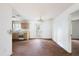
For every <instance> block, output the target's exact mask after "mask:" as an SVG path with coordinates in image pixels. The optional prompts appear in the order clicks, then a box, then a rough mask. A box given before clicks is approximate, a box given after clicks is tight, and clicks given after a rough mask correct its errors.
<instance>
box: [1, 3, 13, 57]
mask: <svg viewBox="0 0 79 59" xmlns="http://www.w3.org/2000/svg"><path fill="white" fill-rule="evenodd" d="M11 27H12V24H11V8H10V7H9V5H8V4H0V56H1V55H2V56H4V55H11V54H12V35H11V34H10V33H9V32H10V29H11Z"/></svg>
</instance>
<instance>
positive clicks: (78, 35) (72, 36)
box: [71, 10, 79, 55]
mask: <svg viewBox="0 0 79 59" xmlns="http://www.w3.org/2000/svg"><path fill="white" fill-rule="evenodd" d="M71 20H72V35H71V38H72V39H71V41H72V55H79V10H77V11H75V12H73V13H72V14H71Z"/></svg>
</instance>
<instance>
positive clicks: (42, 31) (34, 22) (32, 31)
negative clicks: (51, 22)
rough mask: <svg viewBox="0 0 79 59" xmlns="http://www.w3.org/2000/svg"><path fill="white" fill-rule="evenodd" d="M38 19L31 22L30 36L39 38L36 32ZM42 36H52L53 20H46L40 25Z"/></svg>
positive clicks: (51, 36)
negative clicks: (40, 26) (52, 24)
mask: <svg viewBox="0 0 79 59" xmlns="http://www.w3.org/2000/svg"><path fill="white" fill-rule="evenodd" d="M36 23H37V22H36V21H31V22H30V38H37V34H36ZM40 28H41V29H40V31H41V33H40V38H48V39H49V38H52V30H51V21H50V20H49V21H48V20H46V21H44V22H43V23H41V27H40Z"/></svg>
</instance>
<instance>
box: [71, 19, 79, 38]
mask: <svg viewBox="0 0 79 59" xmlns="http://www.w3.org/2000/svg"><path fill="white" fill-rule="evenodd" d="M72 38H79V20H75V21H73V22H72Z"/></svg>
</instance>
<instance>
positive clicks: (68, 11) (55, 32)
mask: <svg viewBox="0 0 79 59" xmlns="http://www.w3.org/2000/svg"><path fill="white" fill-rule="evenodd" d="M76 10H79V4H74V5H73V6H71V7H70V8H68V9H67V10H65V11H64V12H63V13H61V14H60V15H59V16H58V17H56V18H55V19H54V20H53V22H52V23H53V24H52V25H53V27H52V29H53V30H52V31H53V32H52V38H53V40H54V41H55V42H56V43H57V44H59V45H60V46H61V47H62V48H64V49H65V50H66V51H67V52H69V53H71V52H72V50H71V48H72V47H71V26H72V25H71V18H70V14H71V13H72V12H74V11H76Z"/></svg>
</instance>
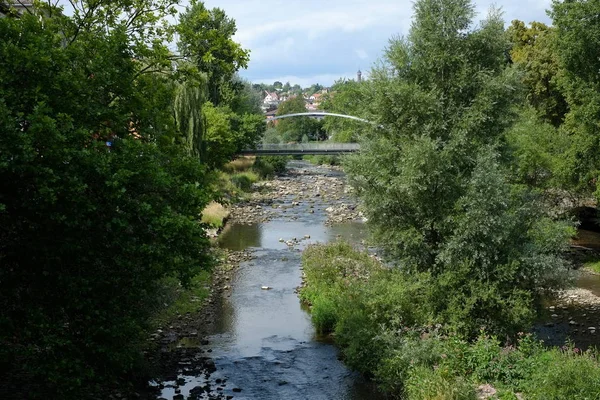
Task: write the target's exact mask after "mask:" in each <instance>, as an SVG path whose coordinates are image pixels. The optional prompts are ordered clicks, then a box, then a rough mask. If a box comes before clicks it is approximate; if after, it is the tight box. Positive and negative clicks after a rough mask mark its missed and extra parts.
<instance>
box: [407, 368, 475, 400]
mask: <svg viewBox="0 0 600 400" xmlns="http://www.w3.org/2000/svg"><path fill="white" fill-rule="evenodd" d="M406 398H407V400H476V399H477V394H476V393H475V390H474V388H473V384H471V383H470V382H469V381H468V380H466V379H464V378H462V377H455V376H445V374H444V373H443V371H442V370H441V369H431V368H426V367H417V368H414V369H412V370H411V372H410V374H409V379H408V381H407V383H406Z"/></svg>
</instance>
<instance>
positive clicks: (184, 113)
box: [173, 80, 207, 158]
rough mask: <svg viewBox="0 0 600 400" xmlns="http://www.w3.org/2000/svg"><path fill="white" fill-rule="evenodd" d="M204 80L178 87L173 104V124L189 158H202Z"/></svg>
mask: <svg viewBox="0 0 600 400" xmlns="http://www.w3.org/2000/svg"><path fill="white" fill-rule="evenodd" d="M206 92H207V90H206V80H204V81H200V82H184V83H182V84H180V85H178V87H177V90H176V93H175V99H174V102H173V114H174V117H175V124H176V126H177V129H178V130H179V133H180V135H181V136H180V138H181V141H182V144H183V146H184V147H185V148H186V150H187V152H188V154H189V155H191V156H195V157H198V158H203V157H204V154H203V150H202V147H203V140H204V130H205V121H204V116H203V114H202V106H203V105H204V103H205V102H206V100H207V99H206V97H207V96H206Z"/></svg>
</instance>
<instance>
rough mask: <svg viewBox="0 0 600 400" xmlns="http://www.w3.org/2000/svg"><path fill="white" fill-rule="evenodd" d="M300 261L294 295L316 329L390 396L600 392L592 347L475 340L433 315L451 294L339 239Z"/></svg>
mask: <svg viewBox="0 0 600 400" xmlns="http://www.w3.org/2000/svg"><path fill="white" fill-rule="evenodd" d="M302 261H303V266H304V273H305V278H306V285H305V286H304V287H303V288H302V290H301V291H300V297H301V298H302V299H303V301H305V302H307V303H310V304H312V309H311V317H312V320H313V322H314V324H315V326H316V327H317V330H319V331H320V332H329V331H333V332H335V339H336V343H337V344H338V345H339V346H340V348H341V352H342V354H343V356H344V360H345V362H346V363H347V364H348V365H349V366H350V367H352V368H353V369H355V370H357V371H359V372H361V373H363V374H365V375H367V376H371V377H374V378H375V380H376V382H377V383H378V385H379V386H380V388H381V389H382V390H384V391H385V392H387V393H392V394H395V395H404V396H407V397H406V398H408V399H472V398H474V397H473V396H475V391H474V389H473V388H474V387H475V386H476V385H478V384H480V383H490V384H492V385H494V387H495V388H497V389H498V396H500V398H503V399H515V398H516V395H515V394H516V393H519V392H521V393H526V394H527V395H528V396H529V395H531V396H534V397H531V398H534V399H566V398H568V399H582V400H583V399H595V398H598V396H599V395H600V392H599V391H600V389H599V388H600V381H599V379H600V365H599V363H598V356H597V354H596V353H591V352H590V353H584V354H581V352H580V351H578V350H576V349H572V348H567V349H564V350H562V351H559V350H556V349H553V350H546V349H545V348H544V347H543V345H542V343H540V342H538V341H537V340H535V338H534V337H532V336H531V335H522V334H521V335H518V341H517V342H516V343H515V344H514V345H504V346H503V345H502V343H500V341H499V340H498V339H497V338H496V337H495V336H489V335H487V334H486V333H485V332H480V335H479V336H478V337H477V338H476V339H475V340H473V341H469V340H467V339H465V337H464V336H460V335H458V334H453V333H449V332H451V331H452V330H454V329H453V324H456V322H454V321H452V320H450V322H451V323H450V324H444V325H442V324H439V322H440V321H443V320H444V318H445V317H444V315H439V314H436V312H435V310H436V309H437V307H438V303H439V301H440V299H441V301H445V300H446V299H447V298H448V293H444V294H443V293H442V292H441V291H440V289H439V287H438V286H436V281H435V280H434V279H433V278H432V277H431V276H430V275H429V274H407V273H405V272H402V271H401V270H399V269H397V268H386V267H384V266H383V265H381V264H380V263H379V262H378V261H376V260H375V259H373V258H372V257H371V256H369V255H368V254H367V253H365V252H359V251H356V250H355V249H353V248H352V246H351V245H349V244H347V243H344V242H336V243H331V244H328V245H315V246H310V247H309V248H307V249H306V250H305V252H304V255H303V259H302ZM453 307H454V306H453ZM455 315H460V312H459V311H456V312H455ZM465 318H466V317H465ZM528 398H529V397H528Z"/></svg>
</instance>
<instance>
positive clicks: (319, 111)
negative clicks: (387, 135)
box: [266, 111, 375, 125]
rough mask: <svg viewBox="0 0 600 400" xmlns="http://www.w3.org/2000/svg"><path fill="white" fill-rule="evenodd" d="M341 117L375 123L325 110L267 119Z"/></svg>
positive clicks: (344, 114) (293, 113) (272, 120)
mask: <svg viewBox="0 0 600 400" xmlns="http://www.w3.org/2000/svg"><path fill="white" fill-rule="evenodd" d="M328 116H329V117H340V118H347V119H353V120H355V121H360V122H365V123H367V124H371V125H375V123H374V122H371V121H369V120H367V119H364V118H359V117H355V116H353V115H346V114H336V113H328V112H324V111H312V112H311V111H309V112H305V113H293V114H285V115H277V116H275V117H273V118H269V119H267V120H266V122H267V123H268V122H271V121H276V120H278V119H283V118H291V117H328Z"/></svg>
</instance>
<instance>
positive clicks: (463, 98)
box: [347, 0, 569, 335]
mask: <svg viewBox="0 0 600 400" xmlns="http://www.w3.org/2000/svg"><path fill="white" fill-rule="evenodd" d="M472 17H473V8H472V6H471V4H470V2H469V1H467V0H444V1H441V2H440V1H433V0H421V1H418V2H417V3H416V4H415V20H414V22H413V24H412V27H411V31H410V34H409V35H408V37H407V38H399V39H393V40H392V41H391V42H390V46H389V48H388V50H387V52H386V57H385V61H386V62H385V65H384V66H383V67H382V68H377V69H375V70H374V71H373V72H372V74H371V77H372V79H371V80H372V82H371V84H370V95H369V97H370V98H369V100H370V101H368V102H366V104H368V105H369V107H370V110H369V111H370V114H371V118H370V119H372V120H374V121H375V122H377V124H378V125H381V126H382V127H380V128H376V129H374V130H373V131H372V132H371V133H370V134H369V135H368V136H367V138H366V139H365V140H364V143H363V147H362V149H361V153H360V154H359V155H357V156H354V157H352V158H351V159H350V160H349V163H348V167H347V170H348V172H349V174H350V177H351V180H352V182H353V184H354V185H355V186H356V187H357V189H358V193H359V195H360V196H361V198H362V199H363V201H364V203H365V210H366V212H367V214H368V215H367V216H368V218H369V221H370V224H371V226H372V227H373V230H374V233H375V237H376V238H377V239H378V241H379V243H380V244H381V245H382V246H383V247H384V248H385V249H386V250H387V252H388V255H389V256H391V257H394V258H395V259H396V260H398V261H399V264H400V266H401V267H402V268H403V269H405V270H407V271H414V272H429V273H431V274H432V275H433V277H434V278H435V279H434V282H435V285H436V286H435V287H436V288H437V289H438V290H439V293H440V295H439V299H444V300H443V302H440V303H438V304H436V305H435V306H434V307H435V313H436V314H437V315H443V316H444V321H446V322H448V323H450V324H451V325H452V326H453V327H454V329H456V330H457V331H458V332H460V333H462V334H466V335H473V334H474V333H476V332H477V329H478V327H479V326H481V325H485V326H488V327H490V328H492V329H498V331H501V332H508V333H510V332H512V333H514V332H515V331H516V330H518V329H520V328H522V327H523V326H525V325H526V324H527V322H529V321H530V320H531V318H532V317H533V315H534V313H533V312H532V311H531V307H532V305H533V304H535V300H537V298H538V295H539V291H540V289H541V288H542V287H553V286H555V285H557V284H559V283H560V280H561V279H560V276H562V275H561V274H562V273H564V271H565V264H564V262H563V261H562V260H561V259H560V257H559V256H558V253H559V252H560V249H561V248H562V246H563V245H564V243H566V239H567V237H568V234H569V229H567V228H566V227H565V226H562V225H557V224H555V223H553V222H551V221H550V220H549V219H548V218H546V217H544V216H543V215H542V213H541V212H539V211H538V209H537V208H536V207H535V205H536V203H535V201H534V199H535V198H534V197H533V196H532V194H531V193H529V192H528V191H527V190H523V189H521V188H519V187H516V186H513V185H510V184H509V182H507V180H506V178H505V174H506V173H505V171H504V167H502V166H501V165H500V160H501V159H503V157H505V150H504V148H503V146H502V144H503V142H504V140H505V132H506V130H507V128H508V127H510V126H511V124H512V123H513V122H514V120H515V113H514V108H513V106H514V104H515V103H519V101H520V93H519V92H518V91H516V90H515V88H518V87H519V84H518V83H519V76H518V75H517V74H516V73H515V71H514V69H511V68H507V60H506V57H505V51H506V49H507V46H508V42H507V40H506V36H505V32H504V28H503V22H502V20H501V19H500V17H499V14H498V13H496V12H492V13H491V14H490V15H489V17H488V18H487V19H486V20H485V21H483V22H482V24H481V26H480V27H478V28H477V29H472V28H471V19H472ZM498 153H500V154H498ZM500 155H502V157H500ZM541 260H544V261H543V262H540V261H541Z"/></svg>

----

### DIRECTIONS
From the opening line of the entries, copy each line exactly until the line with "positive clicks: (51, 36)", which is copied as well; leave out pictures.

### TASK RESPONSE
For every <instance> block, output the target's exact mask after "mask:" as an SVG path with coordinates in image pixels. The optional prompts appear in the order clicks, then a box, then a rough mask. A box given before clicks is approximate, a box given after clicks is tight, and clicks given after a rough mask correct its errors.
<instance>
box: [1, 3, 13, 57]
mask: <svg viewBox="0 0 79 59" xmlns="http://www.w3.org/2000/svg"><path fill="white" fill-rule="evenodd" d="M11 27H12V24H11V8H10V7H9V5H8V4H0V56H1V55H2V56H4V55H11V54H12V35H11V34H10V33H9V32H10V29H11Z"/></svg>
</instance>
<instance>
positive clicks: (78, 35) (72, 36)
box: [71, 10, 79, 55]
mask: <svg viewBox="0 0 79 59" xmlns="http://www.w3.org/2000/svg"><path fill="white" fill-rule="evenodd" d="M71 20H72V35H71V38H72V39H71V41H72V55H79V10H77V11H75V12H73V13H72V14H71Z"/></svg>
</instance>
<instance>
positive clicks: (42, 31) (34, 22) (32, 31)
negative clicks: (51, 22)
rough mask: <svg viewBox="0 0 79 59" xmlns="http://www.w3.org/2000/svg"><path fill="white" fill-rule="evenodd" d="M38 19L31 22L30 36L39 38L36 32ZM42 36H52L53 20H46L40 25Z"/></svg>
positive clicks: (51, 36)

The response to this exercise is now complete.